* **THE PROBLEM**: Return each line in the entries below that contains the string "bush", treating uppercase and lowercase letters as different.
------ RECORDS FOR THE TASK
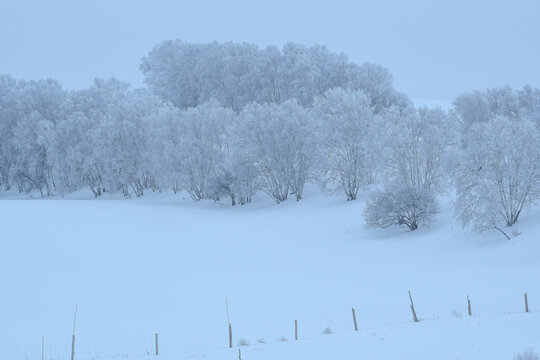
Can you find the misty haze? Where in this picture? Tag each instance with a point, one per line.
(282, 180)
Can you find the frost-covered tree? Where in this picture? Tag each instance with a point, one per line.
(419, 147)
(345, 122)
(499, 173)
(482, 106)
(236, 74)
(196, 148)
(401, 205)
(8, 120)
(277, 142)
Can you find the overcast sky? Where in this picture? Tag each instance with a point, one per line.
(435, 49)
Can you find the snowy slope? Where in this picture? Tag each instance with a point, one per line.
(162, 264)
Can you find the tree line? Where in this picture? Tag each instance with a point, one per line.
(223, 121)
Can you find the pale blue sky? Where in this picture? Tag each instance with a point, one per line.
(434, 49)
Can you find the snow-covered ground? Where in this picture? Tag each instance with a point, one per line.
(163, 264)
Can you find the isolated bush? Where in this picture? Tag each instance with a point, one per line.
(403, 205)
(528, 354)
(243, 342)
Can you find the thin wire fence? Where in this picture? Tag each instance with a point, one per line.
(370, 318)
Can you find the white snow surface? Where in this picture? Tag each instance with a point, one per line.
(163, 264)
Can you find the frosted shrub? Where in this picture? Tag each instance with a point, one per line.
(406, 205)
(499, 174)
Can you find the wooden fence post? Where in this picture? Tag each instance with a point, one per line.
(415, 319)
(73, 347)
(354, 321)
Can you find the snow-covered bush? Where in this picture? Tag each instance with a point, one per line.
(243, 342)
(345, 119)
(528, 354)
(499, 173)
(401, 205)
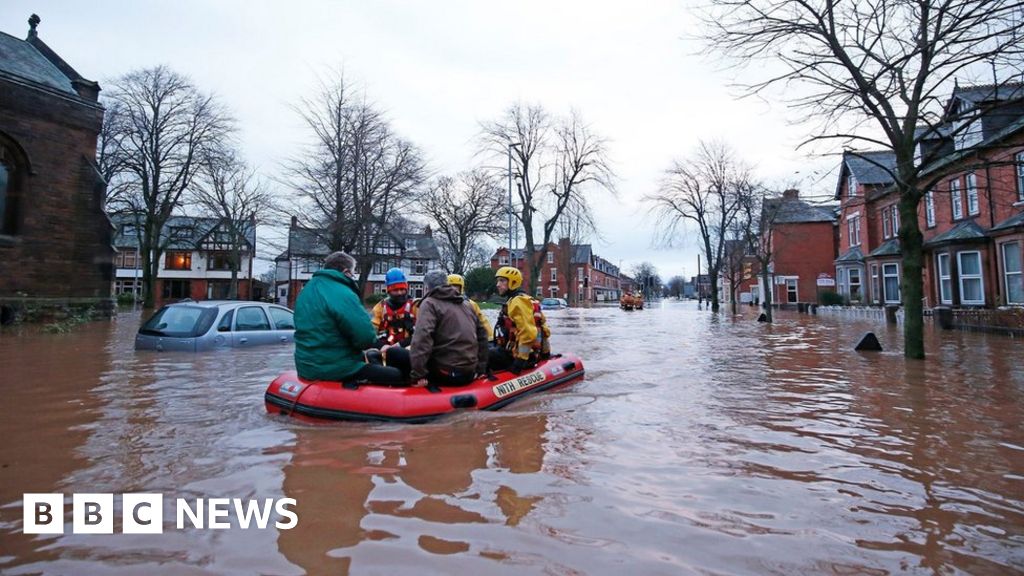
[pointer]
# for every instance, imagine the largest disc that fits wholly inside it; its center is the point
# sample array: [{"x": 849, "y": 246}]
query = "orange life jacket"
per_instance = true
[
  {"x": 506, "y": 333},
  {"x": 396, "y": 324}
]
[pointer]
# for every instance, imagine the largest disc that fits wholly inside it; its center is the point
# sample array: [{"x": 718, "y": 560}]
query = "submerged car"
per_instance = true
[
  {"x": 196, "y": 326},
  {"x": 554, "y": 303}
]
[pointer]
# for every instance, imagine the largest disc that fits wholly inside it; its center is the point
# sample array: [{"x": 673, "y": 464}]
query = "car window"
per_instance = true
[
  {"x": 251, "y": 318},
  {"x": 175, "y": 321},
  {"x": 225, "y": 323},
  {"x": 282, "y": 319}
]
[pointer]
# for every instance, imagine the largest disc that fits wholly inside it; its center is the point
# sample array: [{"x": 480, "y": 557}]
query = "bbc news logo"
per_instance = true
[{"x": 143, "y": 513}]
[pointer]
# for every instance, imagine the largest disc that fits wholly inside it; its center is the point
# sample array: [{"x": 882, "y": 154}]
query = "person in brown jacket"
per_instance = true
[{"x": 450, "y": 345}]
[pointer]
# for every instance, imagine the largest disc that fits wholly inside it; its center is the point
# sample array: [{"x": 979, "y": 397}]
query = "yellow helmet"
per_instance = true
[
  {"x": 458, "y": 281},
  {"x": 513, "y": 275}
]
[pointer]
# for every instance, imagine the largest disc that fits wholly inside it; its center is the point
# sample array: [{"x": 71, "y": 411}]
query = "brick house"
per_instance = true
[
  {"x": 196, "y": 262},
  {"x": 868, "y": 265},
  {"x": 54, "y": 234},
  {"x": 973, "y": 219},
  {"x": 415, "y": 253},
  {"x": 570, "y": 271},
  {"x": 744, "y": 274},
  {"x": 804, "y": 243}
]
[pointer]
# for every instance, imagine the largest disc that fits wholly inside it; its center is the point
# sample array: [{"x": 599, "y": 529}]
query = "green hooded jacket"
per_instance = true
[{"x": 332, "y": 328}]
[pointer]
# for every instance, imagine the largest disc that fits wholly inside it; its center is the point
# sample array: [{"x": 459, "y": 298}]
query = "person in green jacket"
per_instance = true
[{"x": 332, "y": 328}]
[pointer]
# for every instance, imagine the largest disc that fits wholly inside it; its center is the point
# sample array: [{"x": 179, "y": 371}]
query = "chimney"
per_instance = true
[{"x": 34, "y": 21}]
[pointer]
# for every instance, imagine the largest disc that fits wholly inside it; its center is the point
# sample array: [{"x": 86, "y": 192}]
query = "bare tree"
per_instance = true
[
  {"x": 229, "y": 191},
  {"x": 873, "y": 73},
  {"x": 158, "y": 127},
  {"x": 704, "y": 191},
  {"x": 676, "y": 284},
  {"x": 646, "y": 278},
  {"x": 558, "y": 162},
  {"x": 355, "y": 175},
  {"x": 464, "y": 210}
]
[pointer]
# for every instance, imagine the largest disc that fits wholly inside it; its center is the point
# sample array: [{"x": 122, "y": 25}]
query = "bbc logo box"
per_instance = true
[{"x": 93, "y": 513}]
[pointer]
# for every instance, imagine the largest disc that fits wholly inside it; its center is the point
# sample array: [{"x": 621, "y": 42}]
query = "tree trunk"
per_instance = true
[{"x": 912, "y": 281}]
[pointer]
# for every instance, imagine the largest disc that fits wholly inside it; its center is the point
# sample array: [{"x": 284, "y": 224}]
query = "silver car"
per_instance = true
[{"x": 196, "y": 326}]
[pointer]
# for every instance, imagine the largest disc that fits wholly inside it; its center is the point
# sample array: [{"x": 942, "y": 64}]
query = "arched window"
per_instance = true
[{"x": 11, "y": 169}]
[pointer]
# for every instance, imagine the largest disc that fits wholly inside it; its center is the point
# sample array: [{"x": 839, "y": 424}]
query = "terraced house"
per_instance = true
[
  {"x": 415, "y": 253},
  {"x": 972, "y": 217},
  {"x": 196, "y": 262}
]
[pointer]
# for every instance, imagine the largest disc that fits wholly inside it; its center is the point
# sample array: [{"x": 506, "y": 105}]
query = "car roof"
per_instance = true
[{"x": 215, "y": 303}]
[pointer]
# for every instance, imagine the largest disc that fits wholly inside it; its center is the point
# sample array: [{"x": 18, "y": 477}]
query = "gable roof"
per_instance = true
[
  {"x": 965, "y": 231},
  {"x": 888, "y": 248},
  {"x": 582, "y": 254},
  {"x": 20, "y": 60},
  {"x": 179, "y": 233},
  {"x": 794, "y": 210},
  {"x": 982, "y": 93},
  {"x": 309, "y": 242},
  {"x": 852, "y": 255},
  {"x": 1010, "y": 223}
]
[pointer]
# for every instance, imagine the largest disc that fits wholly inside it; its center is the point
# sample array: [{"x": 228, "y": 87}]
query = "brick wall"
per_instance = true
[
  {"x": 61, "y": 248},
  {"x": 804, "y": 250}
]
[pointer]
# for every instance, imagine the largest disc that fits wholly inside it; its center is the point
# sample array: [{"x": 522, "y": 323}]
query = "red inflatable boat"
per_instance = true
[{"x": 291, "y": 396}]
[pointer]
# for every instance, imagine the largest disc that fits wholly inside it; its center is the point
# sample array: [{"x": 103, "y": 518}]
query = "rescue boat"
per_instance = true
[{"x": 317, "y": 400}]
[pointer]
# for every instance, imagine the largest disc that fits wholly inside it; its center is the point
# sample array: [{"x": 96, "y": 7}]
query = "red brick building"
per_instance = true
[
  {"x": 196, "y": 262},
  {"x": 416, "y": 253},
  {"x": 804, "y": 244},
  {"x": 868, "y": 266},
  {"x": 54, "y": 233},
  {"x": 569, "y": 271},
  {"x": 972, "y": 217}
]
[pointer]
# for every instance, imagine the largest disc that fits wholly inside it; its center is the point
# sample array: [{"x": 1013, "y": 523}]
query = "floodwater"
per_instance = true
[{"x": 697, "y": 444}]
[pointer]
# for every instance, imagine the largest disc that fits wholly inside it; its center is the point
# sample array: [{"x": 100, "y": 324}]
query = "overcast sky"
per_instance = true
[{"x": 440, "y": 68}]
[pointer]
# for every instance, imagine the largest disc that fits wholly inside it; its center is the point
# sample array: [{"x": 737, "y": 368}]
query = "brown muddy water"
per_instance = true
[{"x": 696, "y": 445}]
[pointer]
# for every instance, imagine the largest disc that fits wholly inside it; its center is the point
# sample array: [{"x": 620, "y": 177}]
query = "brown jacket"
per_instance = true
[{"x": 448, "y": 335}]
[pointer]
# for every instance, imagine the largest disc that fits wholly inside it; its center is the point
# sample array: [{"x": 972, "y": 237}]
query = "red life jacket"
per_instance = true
[
  {"x": 396, "y": 325},
  {"x": 506, "y": 333}
]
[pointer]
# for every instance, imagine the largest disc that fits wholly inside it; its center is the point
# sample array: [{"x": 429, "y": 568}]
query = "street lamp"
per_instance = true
[{"x": 511, "y": 146}]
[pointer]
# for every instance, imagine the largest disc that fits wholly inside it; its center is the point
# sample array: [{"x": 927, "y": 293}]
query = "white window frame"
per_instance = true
[
  {"x": 980, "y": 277},
  {"x": 944, "y": 278},
  {"x": 886, "y": 297},
  {"x": 853, "y": 228},
  {"x": 1020, "y": 176},
  {"x": 851, "y": 283},
  {"x": 955, "y": 200},
  {"x": 792, "y": 285},
  {"x": 876, "y": 284},
  {"x": 972, "y": 195},
  {"x": 1008, "y": 274}
]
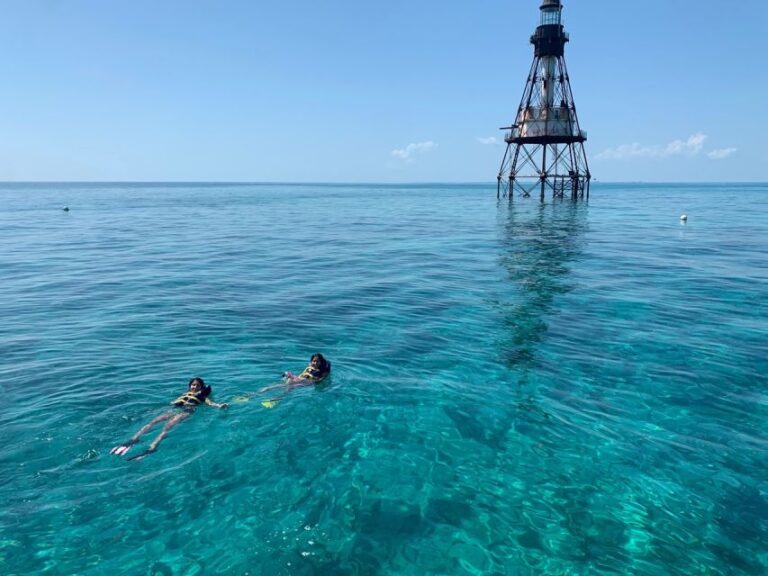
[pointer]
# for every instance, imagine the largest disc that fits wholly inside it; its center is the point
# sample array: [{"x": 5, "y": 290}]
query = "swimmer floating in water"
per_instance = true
[
  {"x": 318, "y": 370},
  {"x": 198, "y": 392}
]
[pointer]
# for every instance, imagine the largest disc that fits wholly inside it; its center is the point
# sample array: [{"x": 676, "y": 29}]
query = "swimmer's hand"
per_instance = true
[
  {"x": 122, "y": 448},
  {"x": 144, "y": 454}
]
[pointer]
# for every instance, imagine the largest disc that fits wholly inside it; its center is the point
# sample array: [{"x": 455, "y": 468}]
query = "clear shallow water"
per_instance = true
[{"x": 526, "y": 389}]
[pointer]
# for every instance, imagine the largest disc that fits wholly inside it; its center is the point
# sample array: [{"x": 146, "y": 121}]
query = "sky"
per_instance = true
[{"x": 396, "y": 91}]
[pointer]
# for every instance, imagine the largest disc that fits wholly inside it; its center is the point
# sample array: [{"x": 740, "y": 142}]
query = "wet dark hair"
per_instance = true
[
  {"x": 326, "y": 366},
  {"x": 205, "y": 389}
]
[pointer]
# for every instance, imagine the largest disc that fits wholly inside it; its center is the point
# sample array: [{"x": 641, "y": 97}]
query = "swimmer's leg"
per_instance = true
[
  {"x": 125, "y": 446},
  {"x": 172, "y": 421}
]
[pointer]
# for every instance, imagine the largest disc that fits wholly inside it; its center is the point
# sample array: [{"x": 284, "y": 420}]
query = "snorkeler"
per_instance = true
[
  {"x": 198, "y": 392},
  {"x": 318, "y": 370}
]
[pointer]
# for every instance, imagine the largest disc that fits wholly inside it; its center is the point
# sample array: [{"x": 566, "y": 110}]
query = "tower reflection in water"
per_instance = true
[{"x": 538, "y": 244}]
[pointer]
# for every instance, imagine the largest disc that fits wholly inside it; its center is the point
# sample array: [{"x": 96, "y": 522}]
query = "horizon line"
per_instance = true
[{"x": 359, "y": 183}]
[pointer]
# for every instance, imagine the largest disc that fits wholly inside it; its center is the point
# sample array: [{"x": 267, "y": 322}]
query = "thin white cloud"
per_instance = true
[
  {"x": 690, "y": 147},
  {"x": 406, "y": 154},
  {"x": 721, "y": 153}
]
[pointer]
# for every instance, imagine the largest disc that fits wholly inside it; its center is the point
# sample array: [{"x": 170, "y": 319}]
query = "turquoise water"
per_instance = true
[{"x": 518, "y": 389}]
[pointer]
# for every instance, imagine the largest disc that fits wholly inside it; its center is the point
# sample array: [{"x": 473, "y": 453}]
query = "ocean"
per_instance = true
[{"x": 518, "y": 388}]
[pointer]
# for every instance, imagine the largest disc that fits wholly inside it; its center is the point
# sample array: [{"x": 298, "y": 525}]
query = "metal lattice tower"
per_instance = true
[{"x": 545, "y": 145}]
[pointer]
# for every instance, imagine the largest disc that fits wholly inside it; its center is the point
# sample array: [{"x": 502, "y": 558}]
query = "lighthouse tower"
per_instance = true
[{"x": 545, "y": 145}]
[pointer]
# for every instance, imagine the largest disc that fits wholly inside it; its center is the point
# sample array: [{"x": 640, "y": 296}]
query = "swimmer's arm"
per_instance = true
[
  {"x": 272, "y": 387},
  {"x": 216, "y": 404}
]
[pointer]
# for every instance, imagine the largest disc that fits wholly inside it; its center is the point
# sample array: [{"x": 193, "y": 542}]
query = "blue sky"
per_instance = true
------------
* **RESULT BELOW**:
Can you find the isolated bush? Where in this picture? Tag each instance with a point, one per line.
Can you find the snow-covered bush? Where in this picture? Tag each instance with a point, one per line.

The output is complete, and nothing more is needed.